**実施課題**:
A: 東アジアの開発経済学に関する書籍紹介文のうち、「本書は大野健一氏(政策研究大」を含む語句で始まり「第11章(南アジアの動き)。」で終わる部分を、一字一句違えずに出力してください。
B: 東アジアの開発経済学に関する書籍紹介文にある次の一文を英語に翻訳してください。「大野教授は、“はしがき”で東アジアの経済発展を学ぶ際に有益な3つの視点を提示している。」
C: 東アジアの開発経済学に関する書籍紹介文を、末尾の文の後から書き継いでください。

**原文**:
____________________

【BOOK INFORMATION】激しく動き続ける東アジア ―そのエネルギーをやさしく「学問」する
『新・東アジアの開発経済学』
本書は大野健一氏(政策研究大学院大学名誉教授)を中心に4人構成で共同執筆されている。残る執筆者は櫻井宏二郎(専修大学経済学部教授)、伊藤恵子(千葉大学大学院社会科学研究院教授)、大橋英夫(専修大学経済学部教授)。
大野教授は、“はしがき”で東アジアの経済発展を学ぶ際に有益な3つの視点を提示している。⑴東アジアのダイナミズムは貿易・投資・援助・情報・人的交流を通じるネットワークに支えられているので、この地域メカニズムの構造や動態を解明することこそが東アジア開発経済学の核心である。⑵本書は経済を分析の中心に据えているが、同時に歴史的・文化的・政治的視角も取り入れている。また経済成長をもたらすプラス面だけでなく、所得格差、環境破壊、労働者や住民の権利、デジタル化の問題点といった影の部分にも光を当てている。第3に一般分析と個人分析を組み合わせていること。
次に目次を紹介すると、第1章(東アジアのダイナミズム)、第2章(直接投資と貿易構造)、第3章(地域連携と貿易・資本の自由化)、第4章(開発におけるデジタル化と社会的側面)、第5章(開発をめぐる政策論争と政治体制)、第6章(日本経済の歩み)、第7章(中国の経済発展)、第8章(東アジアの先進経済)、第9章(ASEANの先行経済)、第10章(インドシナ半島の後発経済)、第11章(南アジアの動き)。

____________________

**提示項目**:
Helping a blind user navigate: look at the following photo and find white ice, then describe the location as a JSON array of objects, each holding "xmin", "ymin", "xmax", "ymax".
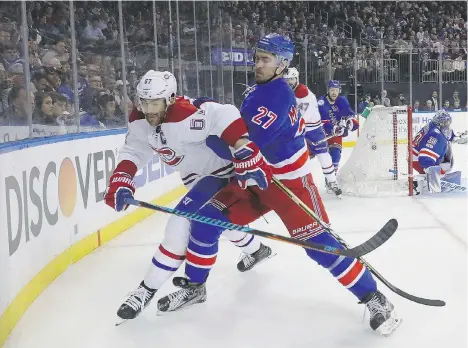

____________________

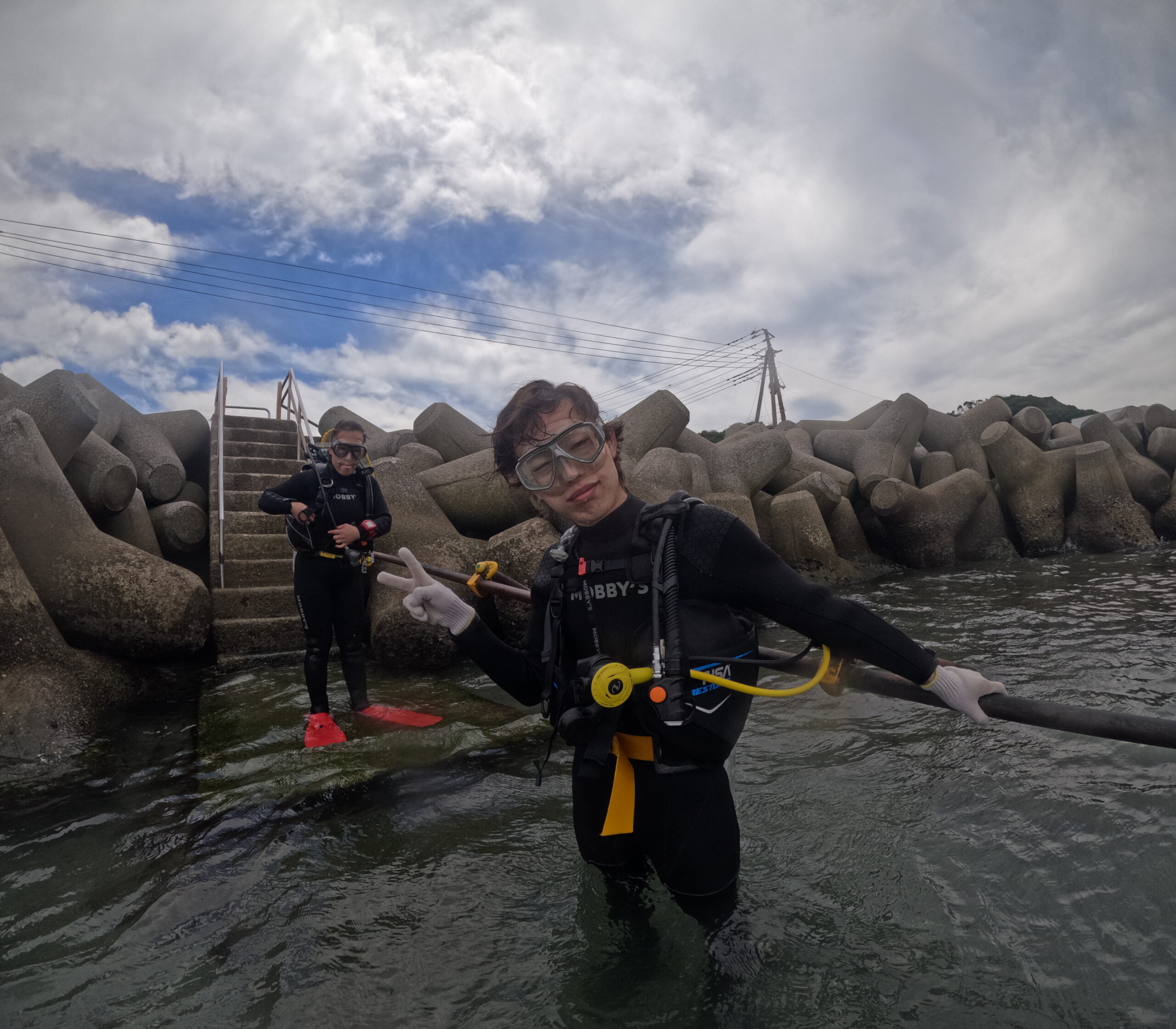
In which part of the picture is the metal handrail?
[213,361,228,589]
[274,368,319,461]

____________________

**演習解答**:
A:
本書は大野健一氏(政策研究大学院大学名誉教授)を中心に4人構成で共同執筆されている。残る執筆者は櫻井宏二郎(専修大学経済学部教授)、伊藤恵子(千葉大学大学院社会科学研究院教授)、大橋英夫(専修大学経済学部教授)。
大野教授は、“はしがき”で東アジアの経済発展を学ぶ際に有益な3つの視点を提示している。⑴東アジアのダイナミズムは貿易・投資・援助・情報・人的交流を通じるネットワークに支えられているので、この地域メカニズムの構造や動態を解明することこそが東アジア開発経済学の核心である。⑵本書は経済を分析の中心に据えているが、同時に歴史的・文化的・政治的視角も取り入れている。また経済成長をもたらすプラス面だけでなく、所得格差、環境破壊、労働者や住民の権利、デジタル化の問題点といった影の部分にも光を当てている。第3に一般分析と個人分析を組み合わせていること。
次に目次を紹介すると、第1章(東アジアのダイナミズム)、第2章(直接投資と貿易構造)、第3章(地域連携と貿易・資本の自由化)、第4章(開発におけるデジタル化と社会的側面)、第5章(開発をめぐる政策論争と政治体制)、第6章(日本経済の歩み)、第7章(中国の経済発展)、第8章(東アジアの先進経済)、第9章(ASEANの先行経済)、第10章(インドシナ半島の後発経済)、第11章(南アジアの動き)。

B: In the preface, Professor Ohno presents three perspectives that are useful when studying the economic development of East Asia.

C:
本書は1997年に発刊された「東アジアの開発経済学」をベースとして全面的に書き直したものであるが、旧版から四半世紀以上を経た今日、アジアダイナミズムには変わらない部分もあるが、やはり相当の変貌が見られると、次のように述べている。
まず、1997年~98年には、アジア経済危機が起きた。だが、その甚大な短期的ダメージにもかかわらず、この危機は各国の成長トレンドにあまり大きな影響を与えなかったようである。
経済統合においては、多くの地域・二国間協定が結ばれ、各国の思惑も絡んだ複雑な経済連携ネットワークが形成された。
長期的な構造変化としては、中国の急速な台頭があり、逆に日本では長い低迷が続いた。東南アジアの国々は工業化を進めたが「中所得のワナ」や「早すぎる脱工業化」に直面する。国も多く、さらなる高みにのぼるには、いくつかの課題を表明する必要があるとして、旧版では詳論しなかったラオス、カンボジア、ミャンマーなどの後発グループも多くの国難を乗り越えて、アジアダイナミズムの一部に登場してきた。さらにインドを含む南アジアも注目されている。
開発政策の中身ではグローバル化、デジタル化、気候変動、少子高齢化、労働者の人権、ガバナンスなどの課題がますます重要性を増していると、さらに一歩踏み込んだ研究姿勢を提示している。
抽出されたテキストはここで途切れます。